— WHAT YOU NEED TO DO —
Look below for the line with "Exercise. Tag every instance of the flower field", then give it again exactly, along with every line that comes after it, the final line included.

— EXERCISE MATERIALS —

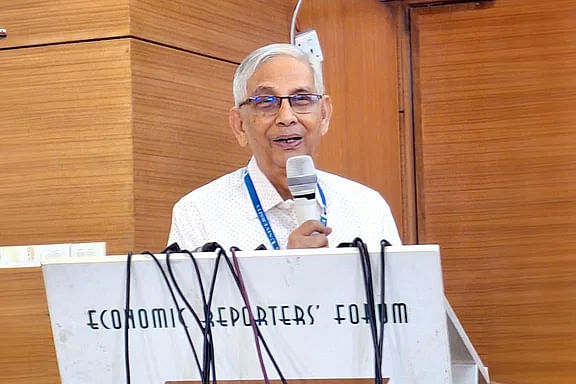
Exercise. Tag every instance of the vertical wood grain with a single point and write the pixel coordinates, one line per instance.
(181, 134)
(66, 145)
(497, 102)
(359, 41)
(28, 355)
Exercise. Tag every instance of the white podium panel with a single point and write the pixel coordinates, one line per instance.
(310, 309)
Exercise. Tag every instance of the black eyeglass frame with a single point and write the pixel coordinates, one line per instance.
(278, 99)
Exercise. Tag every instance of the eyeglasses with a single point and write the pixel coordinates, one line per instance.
(301, 103)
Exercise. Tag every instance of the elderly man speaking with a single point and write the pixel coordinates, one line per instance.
(280, 111)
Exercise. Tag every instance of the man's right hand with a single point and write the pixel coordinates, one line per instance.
(311, 234)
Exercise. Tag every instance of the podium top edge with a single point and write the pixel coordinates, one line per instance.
(264, 253)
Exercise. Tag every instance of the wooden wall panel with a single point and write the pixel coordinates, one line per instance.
(32, 22)
(497, 178)
(225, 29)
(66, 145)
(28, 355)
(181, 135)
(359, 41)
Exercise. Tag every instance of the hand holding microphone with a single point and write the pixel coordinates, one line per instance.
(302, 181)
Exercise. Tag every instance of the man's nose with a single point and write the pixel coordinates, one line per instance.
(286, 115)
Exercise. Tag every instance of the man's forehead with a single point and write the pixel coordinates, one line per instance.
(281, 74)
(272, 89)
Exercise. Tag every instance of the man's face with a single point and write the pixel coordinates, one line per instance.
(275, 137)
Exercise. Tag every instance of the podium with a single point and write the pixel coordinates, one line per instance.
(310, 306)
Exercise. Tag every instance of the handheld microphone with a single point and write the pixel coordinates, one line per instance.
(302, 180)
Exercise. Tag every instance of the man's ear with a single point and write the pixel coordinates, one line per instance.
(326, 114)
(237, 125)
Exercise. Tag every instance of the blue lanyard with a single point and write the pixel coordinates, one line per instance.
(262, 215)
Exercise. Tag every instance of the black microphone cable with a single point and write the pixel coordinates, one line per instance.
(383, 244)
(127, 308)
(176, 304)
(253, 325)
(244, 298)
(369, 291)
(208, 362)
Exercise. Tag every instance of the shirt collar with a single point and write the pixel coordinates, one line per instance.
(267, 193)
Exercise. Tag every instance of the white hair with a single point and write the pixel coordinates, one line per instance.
(253, 61)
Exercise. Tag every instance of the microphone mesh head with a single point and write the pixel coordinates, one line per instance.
(300, 166)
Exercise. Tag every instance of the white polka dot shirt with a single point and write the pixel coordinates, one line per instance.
(222, 211)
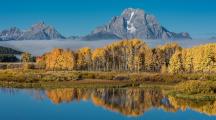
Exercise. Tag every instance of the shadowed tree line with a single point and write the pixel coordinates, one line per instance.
(133, 55)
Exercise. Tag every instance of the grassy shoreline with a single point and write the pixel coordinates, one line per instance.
(202, 87)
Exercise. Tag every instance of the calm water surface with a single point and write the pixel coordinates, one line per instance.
(97, 104)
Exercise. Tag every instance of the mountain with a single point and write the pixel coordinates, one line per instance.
(213, 38)
(11, 34)
(134, 23)
(38, 31)
(6, 50)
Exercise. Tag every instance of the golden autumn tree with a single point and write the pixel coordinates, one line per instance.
(84, 61)
(25, 57)
(58, 59)
(176, 63)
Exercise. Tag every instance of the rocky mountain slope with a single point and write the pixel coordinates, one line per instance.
(135, 23)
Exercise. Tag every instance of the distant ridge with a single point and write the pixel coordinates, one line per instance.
(39, 31)
(135, 23)
(132, 23)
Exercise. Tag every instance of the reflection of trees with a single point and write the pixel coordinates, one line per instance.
(131, 102)
(206, 107)
(126, 101)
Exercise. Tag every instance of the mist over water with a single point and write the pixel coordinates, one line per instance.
(38, 47)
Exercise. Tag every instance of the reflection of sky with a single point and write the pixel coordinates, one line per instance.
(79, 17)
(38, 47)
(22, 106)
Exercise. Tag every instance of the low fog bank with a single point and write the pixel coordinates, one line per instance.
(38, 47)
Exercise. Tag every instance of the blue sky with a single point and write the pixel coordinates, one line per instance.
(79, 17)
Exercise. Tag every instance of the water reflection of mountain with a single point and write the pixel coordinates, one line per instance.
(130, 102)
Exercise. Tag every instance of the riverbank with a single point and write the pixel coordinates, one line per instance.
(187, 86)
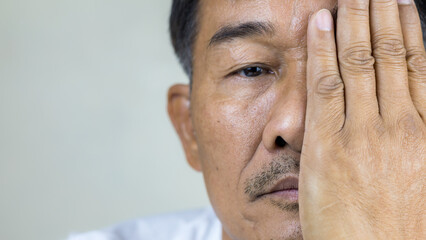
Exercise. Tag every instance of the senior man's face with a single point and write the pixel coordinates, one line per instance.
(243, 123)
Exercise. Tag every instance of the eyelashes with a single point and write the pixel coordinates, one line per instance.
(253, 71)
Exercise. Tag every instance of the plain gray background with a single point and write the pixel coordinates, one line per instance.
(85, 140)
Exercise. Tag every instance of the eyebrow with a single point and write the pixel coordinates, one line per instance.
(243, 30)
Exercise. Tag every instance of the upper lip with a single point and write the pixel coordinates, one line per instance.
(286, 183)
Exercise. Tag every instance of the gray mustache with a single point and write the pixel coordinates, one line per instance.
(277, 168)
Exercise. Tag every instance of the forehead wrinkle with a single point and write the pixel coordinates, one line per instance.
(243, 30)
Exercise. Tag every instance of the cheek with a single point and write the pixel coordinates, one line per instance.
(229, 131)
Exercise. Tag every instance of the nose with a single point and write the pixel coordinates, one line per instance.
(286, 124)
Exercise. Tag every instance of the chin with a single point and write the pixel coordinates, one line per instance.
(267, 223)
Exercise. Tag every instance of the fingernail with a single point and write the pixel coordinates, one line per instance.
(324, 20)
(404, 2)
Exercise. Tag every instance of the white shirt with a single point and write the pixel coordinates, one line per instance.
(190, 225)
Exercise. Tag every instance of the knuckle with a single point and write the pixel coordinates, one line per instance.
(416, 62)
(357, 58)
(388, 45)
(357, 7)
(329, 84)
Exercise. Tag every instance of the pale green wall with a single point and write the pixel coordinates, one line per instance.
(85, 141)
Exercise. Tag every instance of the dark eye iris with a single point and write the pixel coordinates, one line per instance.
(252, 72)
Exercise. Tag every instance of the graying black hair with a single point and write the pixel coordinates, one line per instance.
(184, 28)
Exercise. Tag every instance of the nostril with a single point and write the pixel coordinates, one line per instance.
(279, 141)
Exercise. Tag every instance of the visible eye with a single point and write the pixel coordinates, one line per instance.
(253, 72)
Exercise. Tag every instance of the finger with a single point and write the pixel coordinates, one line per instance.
(325, 101)
(416, 55)
(356, 60)
(389, 51)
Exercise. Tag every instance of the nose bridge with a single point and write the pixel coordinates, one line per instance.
(286, 124)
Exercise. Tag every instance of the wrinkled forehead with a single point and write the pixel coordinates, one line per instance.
(288, 17)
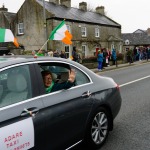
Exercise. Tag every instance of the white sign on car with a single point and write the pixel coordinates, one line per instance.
(17, 136)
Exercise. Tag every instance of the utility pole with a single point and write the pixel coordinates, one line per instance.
(45, 24)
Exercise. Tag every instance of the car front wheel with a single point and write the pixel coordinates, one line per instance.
(98, 129)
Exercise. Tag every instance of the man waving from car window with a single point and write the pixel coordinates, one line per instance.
(51, 86)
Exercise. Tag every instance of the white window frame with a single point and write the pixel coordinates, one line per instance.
(83, 31)
(20, 28)
(97, 32)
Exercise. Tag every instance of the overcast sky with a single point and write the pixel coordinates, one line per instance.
(131, 14)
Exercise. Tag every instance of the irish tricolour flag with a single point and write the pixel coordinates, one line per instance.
(61, 33)
(6, 35)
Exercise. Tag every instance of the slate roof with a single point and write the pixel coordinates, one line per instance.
(137, 38)
(75, 14)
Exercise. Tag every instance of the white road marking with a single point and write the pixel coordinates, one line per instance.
(134, 81)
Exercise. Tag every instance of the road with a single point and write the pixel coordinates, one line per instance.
(132, 125)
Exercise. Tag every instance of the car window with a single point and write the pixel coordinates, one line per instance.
(60, 73)
(81, 78)
(15, 85)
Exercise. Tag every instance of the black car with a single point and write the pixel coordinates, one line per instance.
(32, 119)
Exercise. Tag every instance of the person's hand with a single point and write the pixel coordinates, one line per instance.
(72, 76)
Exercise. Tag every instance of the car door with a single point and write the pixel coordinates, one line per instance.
(66, 111)
(21, 121)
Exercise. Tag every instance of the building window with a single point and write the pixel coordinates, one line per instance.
(20, 28)
(83, 51)
(96, 32)
(83, 31)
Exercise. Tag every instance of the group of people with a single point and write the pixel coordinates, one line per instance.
(104, 56)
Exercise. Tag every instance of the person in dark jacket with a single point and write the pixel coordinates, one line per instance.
(114, 56)
(100, 60)
(51, 86)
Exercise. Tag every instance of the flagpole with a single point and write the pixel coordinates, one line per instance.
(44, 44)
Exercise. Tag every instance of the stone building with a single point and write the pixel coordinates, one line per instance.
(6, 18)
(136, 39)
(90, 30)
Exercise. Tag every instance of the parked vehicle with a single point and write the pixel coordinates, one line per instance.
(32, 119)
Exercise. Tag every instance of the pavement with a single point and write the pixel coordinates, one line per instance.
(120, 66)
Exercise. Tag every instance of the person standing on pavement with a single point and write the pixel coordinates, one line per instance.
(100, 60)
(63, 54)
(114, 56)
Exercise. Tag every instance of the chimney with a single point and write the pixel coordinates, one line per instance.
(148, 31)
(54, 1)
(83, 6)
(66, 3)
(100, 10)
(3, 8)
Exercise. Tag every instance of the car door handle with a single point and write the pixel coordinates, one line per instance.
(86, 94)
(31, 111)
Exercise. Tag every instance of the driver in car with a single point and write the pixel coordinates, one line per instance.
(51, 86)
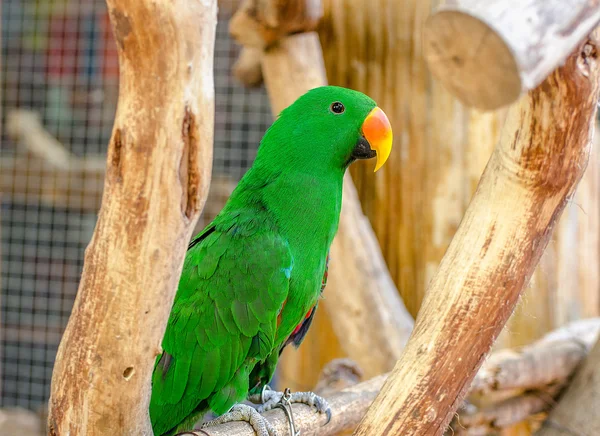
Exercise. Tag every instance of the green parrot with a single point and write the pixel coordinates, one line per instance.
(252, 278)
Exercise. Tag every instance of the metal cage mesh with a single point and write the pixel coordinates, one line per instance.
(59, 81)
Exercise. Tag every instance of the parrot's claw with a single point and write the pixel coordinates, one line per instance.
(272, 399)
(243, 412)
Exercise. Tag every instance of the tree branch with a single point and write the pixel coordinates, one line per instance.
(157, 178)
(569, 417)
(529, 179)
(351, 403)
(488, 52)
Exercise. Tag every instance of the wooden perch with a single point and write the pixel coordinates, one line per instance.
(549, 360)
(487, 53)
(361, 299)
(351, 403)
(494, 418)
(157, 177)
(529, 179)
(577, 411)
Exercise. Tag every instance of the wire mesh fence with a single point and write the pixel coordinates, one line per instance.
(59, 81)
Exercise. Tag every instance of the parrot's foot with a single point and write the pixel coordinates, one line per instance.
(271, 399)
(243, 412)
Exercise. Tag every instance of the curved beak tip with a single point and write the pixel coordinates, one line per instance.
(377, 130)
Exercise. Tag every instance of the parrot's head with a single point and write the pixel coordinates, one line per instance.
(328, 128)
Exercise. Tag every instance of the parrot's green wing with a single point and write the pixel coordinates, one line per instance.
(234, 282)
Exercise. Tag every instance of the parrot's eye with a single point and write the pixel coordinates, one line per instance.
(337, 108)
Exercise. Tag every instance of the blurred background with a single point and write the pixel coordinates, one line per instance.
(59, 88)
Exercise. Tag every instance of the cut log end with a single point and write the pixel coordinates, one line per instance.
(471, 60)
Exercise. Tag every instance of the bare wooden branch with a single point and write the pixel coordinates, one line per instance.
(530, 177)
(260, 23)
(157, 178)
(577, 411)
(46, 172)
(351, 403)
(337, 375)
(549, 360)
(489, 52)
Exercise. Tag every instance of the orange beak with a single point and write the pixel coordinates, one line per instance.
(378, 132)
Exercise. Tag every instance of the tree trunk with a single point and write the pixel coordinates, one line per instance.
(417, 200)
(157, 178)
(577, 411)
(529, 179)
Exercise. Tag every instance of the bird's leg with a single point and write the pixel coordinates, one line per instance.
(243, 412)
(271, 399)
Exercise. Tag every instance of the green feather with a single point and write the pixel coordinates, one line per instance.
(252, 275)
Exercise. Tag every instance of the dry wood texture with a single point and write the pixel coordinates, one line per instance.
(488, 52)
(577, 411)
(157, 177)
(261, 23)
(417, 200)
(566, 285)
(46, 172)
(530, 177)
(351, 403)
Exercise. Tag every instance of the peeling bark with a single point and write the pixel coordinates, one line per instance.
(157, 178)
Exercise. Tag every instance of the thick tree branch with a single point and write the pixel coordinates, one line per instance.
(351, 403)
(157, 177)
(487, 52)
(529, 179)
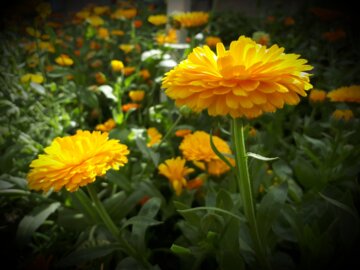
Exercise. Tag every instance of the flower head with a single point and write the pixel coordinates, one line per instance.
(175, 171)
(317, 95)
(346, 94)
(154, 136)
(64, 60)
(107, 126)
(247, 80)
(136, 95)
(157, 20)
(75, 161)
(196, 147)
(117, 65)
(191, 19)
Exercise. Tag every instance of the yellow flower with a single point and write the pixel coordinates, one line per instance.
(126, 48)
(154, 136)
(99, 10)
(317, 95)
(29, 77)
(175, 171)
(346, 94)
(248, 79)
(136, 95)
(191, 19)
(64, 60)
(345, 115)
(95, 20)
(157, 19)
(100, 77)
(211, 41)
(75, 161)
(103, 33)
(196, 147)
(124, 13)
(169, 37)
(107, 126)
(117, 65)
(117, 32)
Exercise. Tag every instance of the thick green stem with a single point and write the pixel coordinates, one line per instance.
(245, 188)
(110, 225)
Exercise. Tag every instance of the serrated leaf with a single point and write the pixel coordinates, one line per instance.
(260, 157)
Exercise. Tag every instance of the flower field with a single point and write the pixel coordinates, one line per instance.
(135, 139)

— ANSWER TO THE PROBLEM —
Exercise. Tag every instance of the flower field with a single point and write the pixel coordinates, one line per instance.
(135, 139)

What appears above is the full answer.